--- START OF Document section ---

We use KXOVER as a name for the Kerberos Realm Crossover protocol proposed on this page. The Dutch may pronounce KXOVER als klaar-over, after the street-crossing public service (for school children).

Mechanics of the Project

  1. A client requests a sevice from its local KDC
  2. The local KDC finds that it does not define the requested service
  3. The local KDC creates a (KRB5_PRIV or local & unencrypted) message with the TGS_REQ from the client and sends it to the local KXOVER deamon.
  4. The KXOVER deamon extracts the server name from the request, and looks in DNS.
  5. Demanding DNSSEC for security, the local KXOVER daemon extracts a _kerberos TXT record describing the remote realm for the server name
  6. If the remote realm is already known, and its key is still valid for long enough, the local KXOVER deamon returns the referral TGT to the client directly (or through the KDC)
  7. Demanding DNSSEC for security, the local KXOVER deamon extracts an SRV record describing the address and port of the remote KDC
  8. Demanding DNSSEC for security, the local KXOVER deamon extracts the TLSA records for the remote KDC
  9. The local KXOVER daemon initiates a PKINIT exchange with the remote KDC (using its own server certificate for PKINIT)

--- END OF Document section ---
--- START OF Data excerpts ---

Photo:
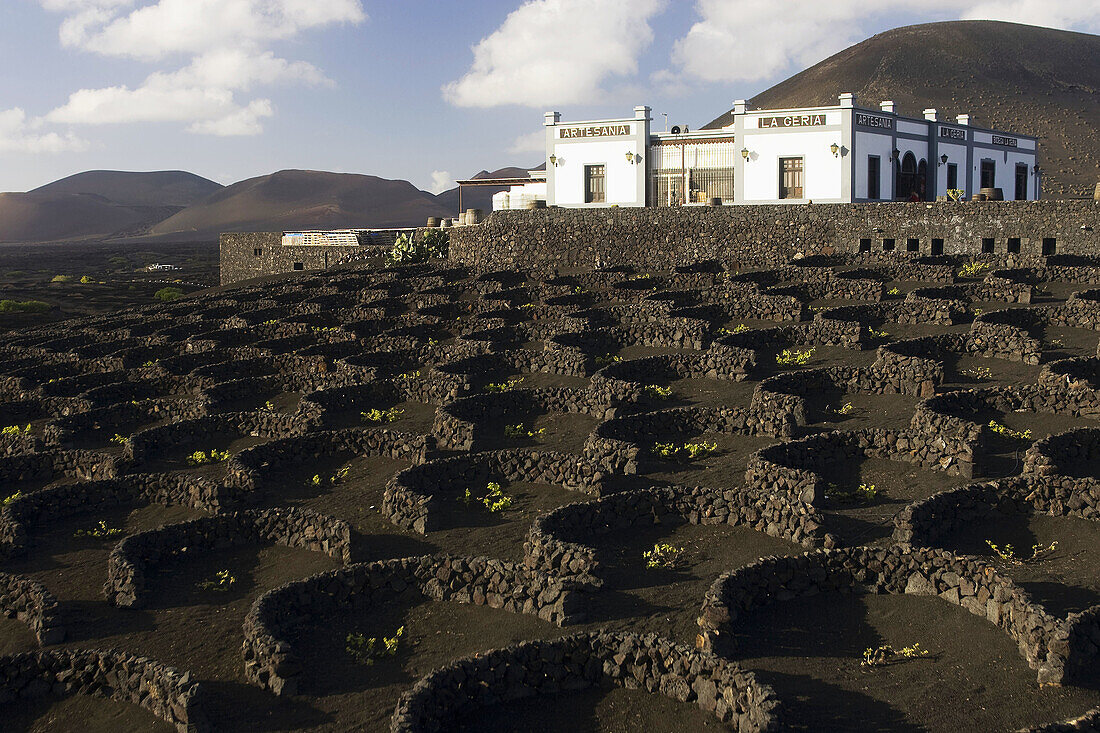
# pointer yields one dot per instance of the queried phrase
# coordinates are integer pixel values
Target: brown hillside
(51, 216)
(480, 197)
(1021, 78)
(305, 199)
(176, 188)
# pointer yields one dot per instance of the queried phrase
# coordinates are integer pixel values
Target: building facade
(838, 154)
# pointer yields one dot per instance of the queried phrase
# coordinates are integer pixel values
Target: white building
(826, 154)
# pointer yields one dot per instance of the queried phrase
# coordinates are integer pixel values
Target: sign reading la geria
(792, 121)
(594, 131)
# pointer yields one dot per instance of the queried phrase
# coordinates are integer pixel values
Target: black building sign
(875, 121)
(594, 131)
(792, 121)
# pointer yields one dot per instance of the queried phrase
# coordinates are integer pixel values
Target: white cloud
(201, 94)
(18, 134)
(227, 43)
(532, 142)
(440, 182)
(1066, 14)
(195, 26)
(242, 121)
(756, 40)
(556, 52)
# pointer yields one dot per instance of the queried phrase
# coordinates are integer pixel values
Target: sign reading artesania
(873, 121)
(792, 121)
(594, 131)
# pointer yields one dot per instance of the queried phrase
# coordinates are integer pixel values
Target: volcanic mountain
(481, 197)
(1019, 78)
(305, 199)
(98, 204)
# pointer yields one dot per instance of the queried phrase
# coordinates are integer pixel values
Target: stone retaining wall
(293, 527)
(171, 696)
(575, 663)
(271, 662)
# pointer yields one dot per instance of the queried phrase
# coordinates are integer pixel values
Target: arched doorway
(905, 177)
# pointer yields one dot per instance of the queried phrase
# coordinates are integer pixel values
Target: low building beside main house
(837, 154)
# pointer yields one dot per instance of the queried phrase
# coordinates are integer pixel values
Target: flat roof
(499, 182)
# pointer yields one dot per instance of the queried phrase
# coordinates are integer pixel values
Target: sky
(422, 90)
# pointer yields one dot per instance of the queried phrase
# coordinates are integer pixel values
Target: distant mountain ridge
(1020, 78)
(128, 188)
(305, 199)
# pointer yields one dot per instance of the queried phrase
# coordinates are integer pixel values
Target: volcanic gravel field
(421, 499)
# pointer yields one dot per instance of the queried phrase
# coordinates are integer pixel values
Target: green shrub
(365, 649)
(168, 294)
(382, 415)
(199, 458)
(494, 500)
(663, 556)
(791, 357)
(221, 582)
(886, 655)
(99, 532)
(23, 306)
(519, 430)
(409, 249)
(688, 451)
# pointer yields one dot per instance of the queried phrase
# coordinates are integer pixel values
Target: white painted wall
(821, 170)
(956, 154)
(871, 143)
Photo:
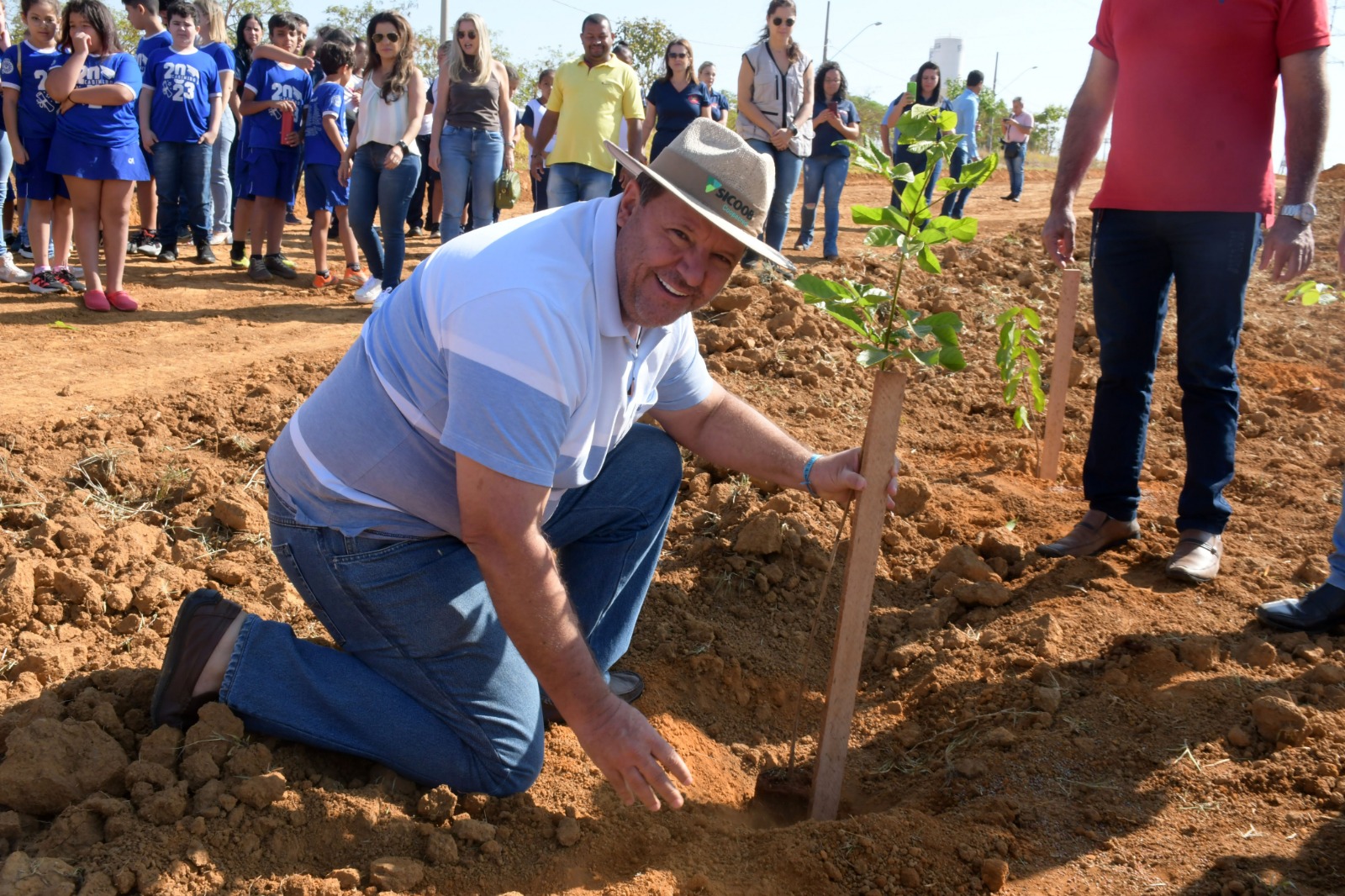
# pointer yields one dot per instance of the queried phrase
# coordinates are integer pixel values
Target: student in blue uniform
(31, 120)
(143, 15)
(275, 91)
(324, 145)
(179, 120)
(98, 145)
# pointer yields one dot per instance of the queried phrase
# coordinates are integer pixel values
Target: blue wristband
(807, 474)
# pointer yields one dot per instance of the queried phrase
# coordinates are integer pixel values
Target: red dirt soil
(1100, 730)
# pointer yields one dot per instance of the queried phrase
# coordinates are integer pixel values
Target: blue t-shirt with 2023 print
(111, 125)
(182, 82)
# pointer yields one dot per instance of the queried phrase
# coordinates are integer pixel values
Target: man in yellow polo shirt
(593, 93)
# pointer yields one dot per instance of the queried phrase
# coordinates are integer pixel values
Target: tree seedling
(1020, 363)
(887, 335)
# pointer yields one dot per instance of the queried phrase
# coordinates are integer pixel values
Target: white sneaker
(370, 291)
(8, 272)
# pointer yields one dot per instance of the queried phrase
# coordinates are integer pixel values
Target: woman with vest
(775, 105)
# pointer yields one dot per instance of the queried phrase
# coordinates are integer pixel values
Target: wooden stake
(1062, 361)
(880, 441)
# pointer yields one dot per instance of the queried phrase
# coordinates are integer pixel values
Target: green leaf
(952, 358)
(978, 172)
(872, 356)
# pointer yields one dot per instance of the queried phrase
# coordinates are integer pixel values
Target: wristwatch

--- END OF Data excerpts ---

* Task objective *
Pick up the KXOVER protocol description after step 9 and write the steps that follow.

* Reply to the task *
  10. The local KXOVER daemon validates the remote KDC through the TLSA record representing the remote KDC's PKINIT certificate
  11. The remote KDC receives the PKINIT request with a server certificate; the PKINIT received by the remote KDC contains the PA-KXOVER in its PA-DATA
  12. The remote KDC sends the PKINIT request to the remote KXOVER deamon
  13. The remote KXOVER deamon validates the local KDC's certificate through DNSSEC and SRV/TLSA records
  14. The local and remote KXOVER deamons agree on a symmetric key using Elliptic Curve Diffie-Hellman cryptography; they also agree on a timeout for this key and store it for that period of time
  15. The local KXOVER deamon returns a ticket referral to the client (directly or through the KDC) so a TGT for the remote realm; this ticket is not valid beyond the remote KDC's agreed key validity.
  16. The client understands the ticket referral as a hint to contact the remote realm
  17. The client looks up the SRV record for the remote KDC
  18. The client assumes that the KDC has established security, and therefore does not have to enforce DNSSEC validation
  19. The client requests a TGS from the remote KDC, using the remote realm name obtained from the ticket referral

The KDC code has to be modified in order to allow the redirection of cross-over requests to the KXOVER deamon, and if responses are passed back through the KDC, relay those back to the user.

The KDC admin must publish the KDC's server-side PKINIT certificate in a TLSA record before enabling this process. The KDC admin has to create a principal for the deamon in the database in order to allow secure communication between the KDC and the deamon.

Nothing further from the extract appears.